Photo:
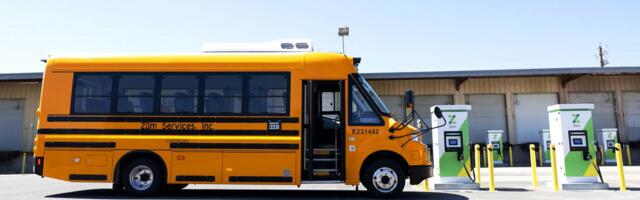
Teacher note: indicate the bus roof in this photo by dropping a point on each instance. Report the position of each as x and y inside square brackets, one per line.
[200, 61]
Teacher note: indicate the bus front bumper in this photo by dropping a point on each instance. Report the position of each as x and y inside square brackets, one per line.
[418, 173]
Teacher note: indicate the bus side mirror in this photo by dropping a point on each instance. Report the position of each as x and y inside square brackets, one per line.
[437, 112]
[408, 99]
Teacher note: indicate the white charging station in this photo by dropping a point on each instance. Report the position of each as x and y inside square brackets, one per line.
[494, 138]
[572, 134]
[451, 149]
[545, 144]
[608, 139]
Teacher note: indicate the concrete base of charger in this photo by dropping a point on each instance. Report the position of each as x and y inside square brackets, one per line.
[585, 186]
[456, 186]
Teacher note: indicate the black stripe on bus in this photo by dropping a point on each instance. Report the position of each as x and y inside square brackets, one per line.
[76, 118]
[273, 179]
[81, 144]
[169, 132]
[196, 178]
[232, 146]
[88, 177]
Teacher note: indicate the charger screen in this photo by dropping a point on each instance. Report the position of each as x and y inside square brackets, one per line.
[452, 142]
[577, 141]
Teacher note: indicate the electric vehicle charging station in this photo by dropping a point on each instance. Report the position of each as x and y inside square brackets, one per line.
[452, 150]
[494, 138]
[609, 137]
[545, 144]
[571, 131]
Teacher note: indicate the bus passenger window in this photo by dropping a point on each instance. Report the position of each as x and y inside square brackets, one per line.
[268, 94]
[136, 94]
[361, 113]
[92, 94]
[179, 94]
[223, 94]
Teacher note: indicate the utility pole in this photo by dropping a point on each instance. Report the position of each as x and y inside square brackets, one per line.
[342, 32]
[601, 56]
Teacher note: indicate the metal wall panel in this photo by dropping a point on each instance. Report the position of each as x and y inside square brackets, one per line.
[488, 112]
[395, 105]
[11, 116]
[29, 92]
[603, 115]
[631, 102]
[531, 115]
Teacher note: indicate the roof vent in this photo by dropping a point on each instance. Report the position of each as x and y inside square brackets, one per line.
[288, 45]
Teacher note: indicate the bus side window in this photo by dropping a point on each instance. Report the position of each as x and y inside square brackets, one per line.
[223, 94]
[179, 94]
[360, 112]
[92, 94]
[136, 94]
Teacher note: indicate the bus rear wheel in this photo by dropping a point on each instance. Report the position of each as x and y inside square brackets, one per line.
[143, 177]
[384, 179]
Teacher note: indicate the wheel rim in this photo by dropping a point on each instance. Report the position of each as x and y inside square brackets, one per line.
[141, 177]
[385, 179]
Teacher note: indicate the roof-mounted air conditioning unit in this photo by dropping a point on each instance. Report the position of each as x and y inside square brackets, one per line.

========================================================================

## Directions:
Copy out all the data exactly, skipping the pictures.

## Output of the task:
Photo:
Teacher note: indicate the bus roof in this photo by dropping a point on each instance. Report the position of each as x and y inside square brackets, one per line.
[200, 61]
Teacher note: indicate the bus front bumper in this photo by dropping a point on each instance. Report the position of each as x and y inside square brackets, one per line.
[418, 173]
Teacher note: indicate the bus side mirror in this photo by dropping a point on each instance. Report the position of each as x and y inside square brackets, one per line.
[437, 112]
[408, 99]
Teacher note: indicate the white charging station in this photo by dropping a point on each instance. Report the position of each as x and y inside square brackets, one per line.
[494, 138]
[572, 134]
[451, 149]
[545, 144]
[608, 139]
Teacher note: indicate the concrete base of charger in this photo by dropping a point on each instance. Report the position of each as x and y inside square brackets, one per line.
[585, 186]
[456, 186]
Teacher note: indicate the black stripe on bus in this photo by dropping a point on each instance. Report the position of each as x and y inside square brackets, one per line.
[76, 118]
[273, 179]
[81, 144]
[169, 132]
[196, 178]
[232, 146]
[88, 177]
Teacher note: indicate the charger screen in this photo by dropping a point on each instance. Report the position of each as x and y inside square brackets, one per line.
[452, 142]
[577, 141]
Teacher note: indicate the electric vehicle charging station in this photo by dropping a point on each instance. Report the position of each as x and y inside square brackets, one per line.
[452, 150]
[494, 138]
[609, 137]
[545, 144]
[571, 131]
Teacher note: indicate the bus passenger window in this photo by dropping a point on each instance. Report the position of each as x and y inside square brackets, one per line.
[268, 94]
[136, 94]
[361, 113]
[92, 94]
[179, 94]
[223, 94]
Teacher note: indicate the utility pole in this photo by dropping a point on each instance. Report the position of each as x and y inside square brackets, one per line.
[342, 32]
[601, 56]
Teacher note: indicate the metal wall panel in this photo by dropping a point on each instance. Report the position of each as x and y inside square brackets, one per line.
[488, 112]
[395, 105]
[11, 116]
[29, 92]
[603, 115]
[631, 102]
[531, 115]
Teacher note: indicate the roof vent in this photo by dropping a point on each instance. Report the position of each as x and y inside square brackets, one per line.
[288, 45]
Teacher note: indicate the bus side window in this photo by dropping a point on each instance. Report the position of each as x and y inside square brackets, one per line.
[223, 94]
[179, 94]
[360, 112]
[92, 94]
[136, 94]
Teacher note: indicate the bus rear wheel in this photo by dropping a point on each instance. Report the position of each as x and y inside square brackets, one per line.
[143, 177]
[384, 179]
Teacher note: indicate the wheel rim in this photo by dropping a point on each instance. Report the position of each as x and y inside square brackets, one per line.
[141, 177]
[385, 179]
Teacher note: indicate the roof-mounted air conditioning unit in this photo by dropping a point on each instance. Report the position of each as x and y inside square brackets, one per line.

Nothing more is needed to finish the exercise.